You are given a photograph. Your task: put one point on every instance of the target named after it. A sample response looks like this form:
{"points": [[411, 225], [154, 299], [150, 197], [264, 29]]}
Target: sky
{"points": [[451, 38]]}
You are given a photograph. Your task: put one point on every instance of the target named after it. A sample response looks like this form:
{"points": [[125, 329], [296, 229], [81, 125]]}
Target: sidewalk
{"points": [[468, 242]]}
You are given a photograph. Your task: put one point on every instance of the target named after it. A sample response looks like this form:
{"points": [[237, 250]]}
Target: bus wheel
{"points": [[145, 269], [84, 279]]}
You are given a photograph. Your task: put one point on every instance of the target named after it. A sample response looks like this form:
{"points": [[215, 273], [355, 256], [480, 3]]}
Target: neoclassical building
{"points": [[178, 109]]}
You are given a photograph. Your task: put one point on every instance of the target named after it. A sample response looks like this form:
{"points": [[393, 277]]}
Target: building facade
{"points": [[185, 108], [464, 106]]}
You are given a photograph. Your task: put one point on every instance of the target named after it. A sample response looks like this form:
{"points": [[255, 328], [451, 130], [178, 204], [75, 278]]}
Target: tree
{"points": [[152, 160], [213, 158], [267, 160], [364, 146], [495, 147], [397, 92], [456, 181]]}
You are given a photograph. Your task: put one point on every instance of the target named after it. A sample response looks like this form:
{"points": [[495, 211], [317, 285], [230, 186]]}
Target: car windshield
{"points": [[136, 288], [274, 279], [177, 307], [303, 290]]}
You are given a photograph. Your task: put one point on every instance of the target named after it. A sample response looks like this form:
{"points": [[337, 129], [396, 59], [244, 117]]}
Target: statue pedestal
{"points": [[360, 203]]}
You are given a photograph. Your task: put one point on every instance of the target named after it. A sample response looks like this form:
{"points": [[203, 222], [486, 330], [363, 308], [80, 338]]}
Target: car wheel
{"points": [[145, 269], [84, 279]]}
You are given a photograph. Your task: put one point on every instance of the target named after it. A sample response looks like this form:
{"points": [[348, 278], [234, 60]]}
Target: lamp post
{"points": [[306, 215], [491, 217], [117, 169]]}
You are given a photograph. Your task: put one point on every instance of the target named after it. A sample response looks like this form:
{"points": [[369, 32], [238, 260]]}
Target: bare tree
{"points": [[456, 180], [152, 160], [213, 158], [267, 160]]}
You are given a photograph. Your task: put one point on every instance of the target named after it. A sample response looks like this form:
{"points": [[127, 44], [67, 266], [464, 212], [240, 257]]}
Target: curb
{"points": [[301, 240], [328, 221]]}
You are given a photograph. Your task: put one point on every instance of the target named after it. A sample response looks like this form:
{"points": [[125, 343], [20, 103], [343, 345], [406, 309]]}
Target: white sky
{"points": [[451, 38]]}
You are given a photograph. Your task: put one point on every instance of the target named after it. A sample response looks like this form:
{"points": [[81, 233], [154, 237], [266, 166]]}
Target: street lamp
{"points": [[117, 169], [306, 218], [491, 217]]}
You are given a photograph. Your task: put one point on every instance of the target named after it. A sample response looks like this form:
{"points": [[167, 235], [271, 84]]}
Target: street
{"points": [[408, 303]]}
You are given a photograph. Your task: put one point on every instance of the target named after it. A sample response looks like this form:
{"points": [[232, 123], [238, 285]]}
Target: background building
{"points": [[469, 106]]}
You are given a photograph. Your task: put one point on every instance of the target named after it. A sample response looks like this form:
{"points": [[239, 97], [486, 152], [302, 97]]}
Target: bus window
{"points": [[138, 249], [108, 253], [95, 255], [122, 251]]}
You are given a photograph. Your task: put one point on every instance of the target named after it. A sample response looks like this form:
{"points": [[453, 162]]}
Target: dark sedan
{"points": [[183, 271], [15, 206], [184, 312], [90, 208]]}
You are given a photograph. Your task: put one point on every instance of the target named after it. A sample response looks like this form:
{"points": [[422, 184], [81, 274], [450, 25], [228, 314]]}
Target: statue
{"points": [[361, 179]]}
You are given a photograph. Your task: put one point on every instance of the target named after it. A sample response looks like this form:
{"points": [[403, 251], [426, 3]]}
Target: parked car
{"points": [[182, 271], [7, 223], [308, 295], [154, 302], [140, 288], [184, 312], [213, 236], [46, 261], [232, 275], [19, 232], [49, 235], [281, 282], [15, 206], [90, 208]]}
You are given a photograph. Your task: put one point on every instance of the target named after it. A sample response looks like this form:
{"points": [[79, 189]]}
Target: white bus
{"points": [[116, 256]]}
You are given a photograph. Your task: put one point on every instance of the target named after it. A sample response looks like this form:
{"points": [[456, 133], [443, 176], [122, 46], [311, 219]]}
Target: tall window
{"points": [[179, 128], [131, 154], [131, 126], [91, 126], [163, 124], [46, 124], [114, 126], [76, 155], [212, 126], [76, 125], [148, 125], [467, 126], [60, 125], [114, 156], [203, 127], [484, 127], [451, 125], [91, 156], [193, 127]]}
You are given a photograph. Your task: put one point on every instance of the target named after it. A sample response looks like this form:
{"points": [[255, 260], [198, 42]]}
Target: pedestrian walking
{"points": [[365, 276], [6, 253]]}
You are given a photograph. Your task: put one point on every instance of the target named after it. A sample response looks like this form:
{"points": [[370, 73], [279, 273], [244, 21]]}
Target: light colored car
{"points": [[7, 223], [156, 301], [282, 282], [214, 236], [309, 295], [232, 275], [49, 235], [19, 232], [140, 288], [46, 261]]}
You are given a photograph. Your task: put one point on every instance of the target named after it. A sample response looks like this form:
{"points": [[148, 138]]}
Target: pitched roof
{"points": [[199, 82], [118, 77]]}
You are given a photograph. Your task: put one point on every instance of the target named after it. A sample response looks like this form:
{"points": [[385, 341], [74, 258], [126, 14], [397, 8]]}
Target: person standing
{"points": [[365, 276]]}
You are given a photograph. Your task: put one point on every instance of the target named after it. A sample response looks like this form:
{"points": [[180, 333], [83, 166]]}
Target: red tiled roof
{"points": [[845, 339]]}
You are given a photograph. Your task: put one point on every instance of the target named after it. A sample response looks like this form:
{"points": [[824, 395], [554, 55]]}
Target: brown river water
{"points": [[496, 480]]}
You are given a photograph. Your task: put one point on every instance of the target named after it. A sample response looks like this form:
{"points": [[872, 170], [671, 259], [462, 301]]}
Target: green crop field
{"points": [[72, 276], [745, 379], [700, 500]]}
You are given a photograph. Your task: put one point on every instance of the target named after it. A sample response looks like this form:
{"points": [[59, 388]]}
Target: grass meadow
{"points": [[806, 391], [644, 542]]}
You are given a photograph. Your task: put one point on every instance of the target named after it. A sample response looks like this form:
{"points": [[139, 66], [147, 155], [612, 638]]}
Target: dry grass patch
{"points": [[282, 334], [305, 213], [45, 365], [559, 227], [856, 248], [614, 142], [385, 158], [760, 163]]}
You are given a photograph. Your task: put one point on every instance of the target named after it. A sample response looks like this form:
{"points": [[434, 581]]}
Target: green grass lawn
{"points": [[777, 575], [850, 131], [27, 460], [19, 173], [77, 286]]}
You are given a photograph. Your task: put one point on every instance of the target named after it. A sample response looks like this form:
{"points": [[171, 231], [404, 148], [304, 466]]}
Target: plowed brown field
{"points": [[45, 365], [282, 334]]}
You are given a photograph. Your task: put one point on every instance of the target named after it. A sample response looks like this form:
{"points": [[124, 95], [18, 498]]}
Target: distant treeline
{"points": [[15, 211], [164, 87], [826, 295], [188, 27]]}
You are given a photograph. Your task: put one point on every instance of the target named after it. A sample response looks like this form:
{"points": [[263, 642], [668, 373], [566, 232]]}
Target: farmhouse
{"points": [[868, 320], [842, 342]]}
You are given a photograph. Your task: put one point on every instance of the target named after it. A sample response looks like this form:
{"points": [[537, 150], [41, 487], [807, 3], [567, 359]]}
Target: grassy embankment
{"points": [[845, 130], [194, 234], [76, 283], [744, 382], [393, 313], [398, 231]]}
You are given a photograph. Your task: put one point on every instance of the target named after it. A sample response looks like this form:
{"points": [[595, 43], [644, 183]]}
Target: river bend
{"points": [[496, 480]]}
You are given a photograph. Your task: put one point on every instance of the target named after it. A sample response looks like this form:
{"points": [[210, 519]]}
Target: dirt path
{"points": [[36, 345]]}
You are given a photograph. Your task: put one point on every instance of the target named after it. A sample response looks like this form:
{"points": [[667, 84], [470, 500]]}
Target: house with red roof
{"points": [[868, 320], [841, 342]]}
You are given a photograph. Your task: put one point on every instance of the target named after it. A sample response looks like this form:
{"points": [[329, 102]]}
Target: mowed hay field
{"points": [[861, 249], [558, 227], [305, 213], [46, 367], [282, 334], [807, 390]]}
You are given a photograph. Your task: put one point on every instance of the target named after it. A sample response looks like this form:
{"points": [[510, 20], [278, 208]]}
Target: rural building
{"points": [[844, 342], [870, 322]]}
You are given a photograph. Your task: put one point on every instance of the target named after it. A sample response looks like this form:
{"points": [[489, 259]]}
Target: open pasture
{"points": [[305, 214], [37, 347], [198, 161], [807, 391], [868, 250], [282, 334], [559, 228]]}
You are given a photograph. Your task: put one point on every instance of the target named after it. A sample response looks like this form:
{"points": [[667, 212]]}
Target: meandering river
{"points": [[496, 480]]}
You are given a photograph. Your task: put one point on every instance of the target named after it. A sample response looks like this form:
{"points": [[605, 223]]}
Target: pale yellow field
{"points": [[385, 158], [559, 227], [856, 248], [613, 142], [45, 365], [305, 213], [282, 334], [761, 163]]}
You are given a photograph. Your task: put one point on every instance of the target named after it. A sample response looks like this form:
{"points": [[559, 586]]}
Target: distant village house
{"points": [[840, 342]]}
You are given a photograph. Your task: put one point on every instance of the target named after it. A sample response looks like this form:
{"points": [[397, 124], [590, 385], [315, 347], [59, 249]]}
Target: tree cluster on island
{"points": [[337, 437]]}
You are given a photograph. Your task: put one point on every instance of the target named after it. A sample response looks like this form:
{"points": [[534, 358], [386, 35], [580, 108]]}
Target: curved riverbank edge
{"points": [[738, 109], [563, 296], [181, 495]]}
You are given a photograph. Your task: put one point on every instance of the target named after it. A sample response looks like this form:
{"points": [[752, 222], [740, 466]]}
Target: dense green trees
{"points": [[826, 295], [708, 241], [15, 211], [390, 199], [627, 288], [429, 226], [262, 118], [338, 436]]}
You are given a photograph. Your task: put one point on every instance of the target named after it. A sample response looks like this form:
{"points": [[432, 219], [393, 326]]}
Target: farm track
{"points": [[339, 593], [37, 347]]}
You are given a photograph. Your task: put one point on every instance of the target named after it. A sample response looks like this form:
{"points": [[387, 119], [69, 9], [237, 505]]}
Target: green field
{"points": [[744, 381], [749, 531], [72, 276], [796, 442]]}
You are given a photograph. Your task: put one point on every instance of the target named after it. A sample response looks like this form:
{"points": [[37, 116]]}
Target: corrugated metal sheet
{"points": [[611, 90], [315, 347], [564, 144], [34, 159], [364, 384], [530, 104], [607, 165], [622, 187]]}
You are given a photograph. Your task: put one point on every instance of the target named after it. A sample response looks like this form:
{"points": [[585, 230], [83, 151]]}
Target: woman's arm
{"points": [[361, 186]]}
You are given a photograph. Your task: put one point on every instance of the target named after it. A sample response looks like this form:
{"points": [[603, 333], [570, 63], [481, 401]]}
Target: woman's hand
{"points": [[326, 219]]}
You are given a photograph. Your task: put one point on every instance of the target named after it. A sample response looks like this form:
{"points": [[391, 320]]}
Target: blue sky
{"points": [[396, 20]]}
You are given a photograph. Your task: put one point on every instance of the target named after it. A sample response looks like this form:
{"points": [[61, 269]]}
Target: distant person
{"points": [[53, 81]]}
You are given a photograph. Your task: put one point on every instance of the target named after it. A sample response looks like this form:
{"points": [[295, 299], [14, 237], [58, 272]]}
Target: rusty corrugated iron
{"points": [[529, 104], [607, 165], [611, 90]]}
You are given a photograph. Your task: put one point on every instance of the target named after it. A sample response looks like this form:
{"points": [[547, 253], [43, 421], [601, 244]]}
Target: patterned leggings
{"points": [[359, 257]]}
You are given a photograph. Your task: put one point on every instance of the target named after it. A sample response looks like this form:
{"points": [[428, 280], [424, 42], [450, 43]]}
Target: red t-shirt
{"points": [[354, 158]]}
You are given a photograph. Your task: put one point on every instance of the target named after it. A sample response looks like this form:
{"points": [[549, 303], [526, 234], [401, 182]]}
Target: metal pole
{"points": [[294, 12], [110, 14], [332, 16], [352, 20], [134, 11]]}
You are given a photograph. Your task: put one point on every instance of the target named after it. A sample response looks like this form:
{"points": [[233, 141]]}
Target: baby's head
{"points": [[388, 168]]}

**Task to carry out**
The only output should be the lines from the one containing "Target: patterned leggings" through the final line of the material above, copied exactly.

**Task result**
Target: patterned leggings
{"points": [[359, 257]]}
You are given a photograph. Your task: put one point on every instance of the target named after it. A sample response looks like this form:
{"points": [[428, 280], [424, 42], [450, 43]]}
Target: red t-shirt
{"points": [[354, 158]]}
You are given a photograph. Your task: put one point on every instance of the target named after it. A sample response looks like this form:
{"points": [[549, 303], [526, 234], [401, 182]]}
Target: metal pole
{"points": [[294, 12], [110, 14], [332, 16], [352, 20], [134, 11]]}
You are given a photograph. Your task: put one point on every instance of the target named after it. A sample response looks like this form:
{"points": [[233, 141]]}
Target: baby's head
{"points": [[388, 168]]}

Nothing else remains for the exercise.